» Aim 1
Return the passage of the essay on Olivia Rodrigo from "I was thinking" up to and including "of the song.", copied word for word.
» Aim 2
In one to three sentences, explain why the writer of the essay on Olivia Rodrigo found the matinée trip intergenerationally gratifying.

* start Provided text *

Why Gen X Dads Can Appreciate Olivia Rodrigo

14 Sep 2023
Olivia Rodrigo

Six-year-olds are careless little obsessives. Some flashy thing—these days, they all seem to involve dogs and the police—grabs their attention and, for a very short period of time, nothing else matters. The fever breaks as soon as you finally pull out your wallet and buy the action figure or lunchbox or whatever else they’ve been asking for. The toy gets tossed, and then it’s on to the next law-enforcement animal trend. My daughter has gone through every fixation, including “Octonauts,” “Paw Patrol,” and Pokémon. She has read multiple book series about moody dragons. Still, every obsession has been entirely disposable to her.

The only thing that seems to have stuck is the “Teenage Mutant Ninja Turtles.” She has watched pretty much every incarnation of the Ninja Turtles, starting from the 1990 movie—which is how we recently found ourselves at a matinée showing of “Teenage Mutant Ninja Turtles: Mutant Mayhem,” the most recent Turtles filmic adventure, from Seth Rogen and Evan Goldberg. From the jump, there was something intergenerationally gratifying about this trip; I had gone to see the original T.M.N.T. film in the theatre with my parents. The filmmakers must have had viewers like me in mind. The movie’s soundtrack—which included M.O.P.’s “Ante Up,” De La Soul’s “Eye Know,” Blackstreet’s “No Diggity,” and A Tribe Called Quest’s “Can I Kick It?”—sounded like something I would have downloaded on LimeWire in my dorm room in 2001. My daughter has heard all these dad-rap songs because I play them in the car; now here we were, watching characters from both our childhoods.

I was thinking about this type of era-hopping cultural experience while listening to “Guts,” the latest album from Olivia Rodrigo, a twenty-year-old singer whose début album, “Sour,” broke streaming records back in 2021. For listeners born between, say, 1972 and 1985, “Guts” can give you the feeling of being sprayed with a nostalgia hose. There are hints of Weezer, Bikini Kill, No Doubt, Green Day, and Blondie. In a video of Rodrigo performing “All-American Bitch,” a song that borrows from the Breeders, Sleater-Kinney, and Blink-182, she wears a Fiona Apple T-shirt. “Pretty Isn’t Pretty,” the album’s penultimate track, kicks off with a riff that sounds so much like the Cure that I expected Robert Smith to barge in and sing the second half of the song.

As a rule, I don’t like these sorts of projects—the 2015 film “Dope,” about teens who obsess over nineties hip-hop, is a prime example—in which the audience is presented with a thicket of references, and the thrill lies in disentangling where certain sounds come from. It can be nice enough to have that fleeting moment of pleasant reverie over, say, the first time you listened to Mazzy Star while smoking cigarettes behind the Circle K, but I would hope that artists would have loftier ambitions than asking, Hey, do you remember that band?

The twist here is that Rodrigo does not remember that band. Her music and self-presentation—she was recently photographed wearing Todd Oldham clothes from 1995, eight years before she was born—suggests that an artist does not have to live through an era to evoke it. Displaced nostalgia, of course, is a mainstay in music. If you walk into a bar in Nashville today, you’ll find men who were born during the second Bush Administration singing songs about troubles that we haven’t seen since the Great Depression.

* end Provided text *
* start Excerpted records *

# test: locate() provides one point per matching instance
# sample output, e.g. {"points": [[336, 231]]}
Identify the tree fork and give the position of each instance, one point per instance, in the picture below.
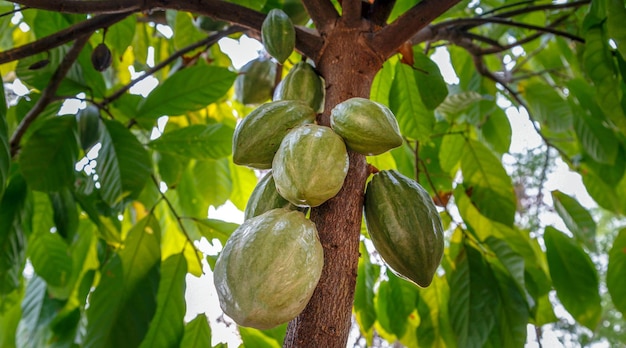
{"points": [[348, 65]]}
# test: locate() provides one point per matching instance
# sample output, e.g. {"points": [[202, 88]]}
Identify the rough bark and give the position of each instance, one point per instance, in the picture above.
{"points": [[348, 66]]}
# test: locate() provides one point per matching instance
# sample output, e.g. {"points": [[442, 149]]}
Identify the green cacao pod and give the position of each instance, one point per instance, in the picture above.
{"points": [[302, 83], [255, 82], [404, 226], [368, 127], [268, 269], [278, 35], [310, 165], [264, 198], [88, 126], [258, 136]]}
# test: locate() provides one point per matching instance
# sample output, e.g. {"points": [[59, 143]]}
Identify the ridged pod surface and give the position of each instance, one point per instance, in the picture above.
{"points": [[264, 198], [255, 82], [404, 226], [368, 127], [258, 136], [278, 35], [310, 165], [268, 269], [302, 83]]}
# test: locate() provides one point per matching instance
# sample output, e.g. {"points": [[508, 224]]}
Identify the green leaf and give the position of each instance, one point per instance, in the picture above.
{"points": [[367, 276], [123, 304], [186, 90], [197, 333], [415, 120], [5, 154], [492, 189], [473, 296], [123, 164], [574, 276], [48, 157], [430, 84], [197, 142], [12, 235], [616, 17], [577, 219], [616, 272], [167, 327], [547, 106], [51, 258]]}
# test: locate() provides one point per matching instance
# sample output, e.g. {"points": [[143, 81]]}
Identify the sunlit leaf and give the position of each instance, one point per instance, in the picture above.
{"points": [[577, 219], [186, 90], [616, 273], [574, 276], [47, 159]]}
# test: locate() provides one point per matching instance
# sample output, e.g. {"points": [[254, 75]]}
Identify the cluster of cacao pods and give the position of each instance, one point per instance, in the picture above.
{"points": [[271, 264]]}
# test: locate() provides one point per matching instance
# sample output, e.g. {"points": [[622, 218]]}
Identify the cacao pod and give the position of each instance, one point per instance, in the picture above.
{"points": [[88, 126], [368, 127], [255, 82], [404, 226], [264, 198], [101, 57], [258, 135], [302, 83], [310, 165], [268, 269], [278, 35]]}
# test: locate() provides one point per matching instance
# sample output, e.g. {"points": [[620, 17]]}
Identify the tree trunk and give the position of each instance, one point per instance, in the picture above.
{"points": [[348, 65]]}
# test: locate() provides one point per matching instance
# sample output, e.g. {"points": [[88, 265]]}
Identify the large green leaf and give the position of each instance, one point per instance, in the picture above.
{"points": [[367, 276], [473, 296], [167, 327], [5, 155], [123, 164], [12, 235], [197, 142], [616, 272], [124, 302], [48, 157], [197, 333], [430, 84], [577, 219], [51, 258], [186, 90], [574, 276], [547, 106], [492, 189], [415, 120]]}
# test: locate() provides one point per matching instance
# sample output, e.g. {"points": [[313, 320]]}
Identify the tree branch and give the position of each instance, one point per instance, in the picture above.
{"points": [[322, 13], [388, 39], [62, 37], [49, 92]]}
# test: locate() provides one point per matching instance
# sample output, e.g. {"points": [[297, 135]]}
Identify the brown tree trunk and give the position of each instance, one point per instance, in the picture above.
{"points": [[348, 65]]}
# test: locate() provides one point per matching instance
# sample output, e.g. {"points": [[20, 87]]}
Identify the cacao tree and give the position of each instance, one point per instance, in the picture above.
{"points": [[102, 208]]}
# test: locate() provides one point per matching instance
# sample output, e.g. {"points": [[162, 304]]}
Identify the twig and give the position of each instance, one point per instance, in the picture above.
{"points": [[49, 92], [61, 37], [208, 41], [179, 219]]}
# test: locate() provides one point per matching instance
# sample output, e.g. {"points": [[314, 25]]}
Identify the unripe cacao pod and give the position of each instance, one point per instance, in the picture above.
{"points": [[101, 57], [368, 127], [88, 126], [258, 136], [310, 165], [278, 35], [302, 83], [264, 197], [404, 226], [255, 82], [268, 269]]}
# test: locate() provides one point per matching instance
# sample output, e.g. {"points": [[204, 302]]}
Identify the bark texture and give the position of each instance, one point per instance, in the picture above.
{"points": [[348, 65]]}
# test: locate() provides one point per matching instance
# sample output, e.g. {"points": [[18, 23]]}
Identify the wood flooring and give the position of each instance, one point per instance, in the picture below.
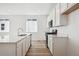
{"points": [[38, 48]]}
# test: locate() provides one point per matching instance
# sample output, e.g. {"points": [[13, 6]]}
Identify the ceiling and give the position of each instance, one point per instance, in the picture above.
{"points": [[25, 8]]}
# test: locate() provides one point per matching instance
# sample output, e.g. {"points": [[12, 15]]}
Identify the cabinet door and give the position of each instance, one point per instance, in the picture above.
{"points": [[63, 7], [24, 47], [19, 49], [71, 4], [60, 47], [53, 16], [50, 43], [57, 15]]}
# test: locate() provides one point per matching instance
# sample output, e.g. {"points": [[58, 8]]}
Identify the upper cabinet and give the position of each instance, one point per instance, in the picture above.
{"points": [[59, 13], [4, 25]]}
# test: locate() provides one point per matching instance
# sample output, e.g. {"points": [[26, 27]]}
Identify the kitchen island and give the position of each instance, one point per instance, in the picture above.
{"points": [[17, 46]]}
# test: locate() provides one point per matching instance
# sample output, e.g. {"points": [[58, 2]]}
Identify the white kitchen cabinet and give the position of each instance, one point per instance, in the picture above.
{"points": [[71, 4], [50, 43], [57, 45], [24, 46], [60, 46], [20, 48], [60, 19], [15, 48], [63, 7]]}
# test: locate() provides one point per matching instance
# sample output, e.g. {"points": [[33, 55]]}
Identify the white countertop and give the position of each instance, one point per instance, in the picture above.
{"points": [[13, 39]]}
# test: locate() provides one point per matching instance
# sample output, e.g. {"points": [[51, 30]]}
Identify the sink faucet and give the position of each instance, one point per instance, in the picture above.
{"points": [[20, 30]]}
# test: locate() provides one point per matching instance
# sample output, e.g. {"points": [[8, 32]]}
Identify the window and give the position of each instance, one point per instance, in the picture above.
{"points": [[31, 25]]}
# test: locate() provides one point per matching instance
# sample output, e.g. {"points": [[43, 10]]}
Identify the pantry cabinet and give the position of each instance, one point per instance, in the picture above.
{"points": [[57, 45]]}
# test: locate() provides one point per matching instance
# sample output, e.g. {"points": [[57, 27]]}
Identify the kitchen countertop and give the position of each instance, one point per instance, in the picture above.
{"points": [[13, 39]]}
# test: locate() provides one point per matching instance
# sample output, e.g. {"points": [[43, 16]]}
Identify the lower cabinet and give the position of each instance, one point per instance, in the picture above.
{"points": [[18, 48], [57, 45], [23, 46]]}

* end Excerpted records *

» Exercise result 1
I was thinking about this type of era-hopping cultural experience while listening to “Guts,” the latest album from Olivia Rodrigo, a twenty-year-old singer whose début album, “Sour,” broke streaming records back in 2021. For listeners born between, say, 1972 and 1985, “Guts” can give you the feeling of being sprayed with a nostalgia hose. There are hints of Weezer, Bikini Kill, No Doubt, Green Day, and Blondie. In a video of Rodrigo performing “All-American Bitch,” a song that borrows from the Breeders, Sleater-Kinney, and Blink-182, she wears a Fiona Apple T-shirt. “Pretty Isn’t Pretty,” the album’s penultimate track, kicks off with a riff that sounds so much like the Cure that I expected Robert Smith to barge in and sing the second half of the song.

» Exercise result 2
The writer had gone to see the original T.M.N.T. film in the theater with the writer's own parents. At the new Turtles film, parent and daughter were watching characters from both their childhoods.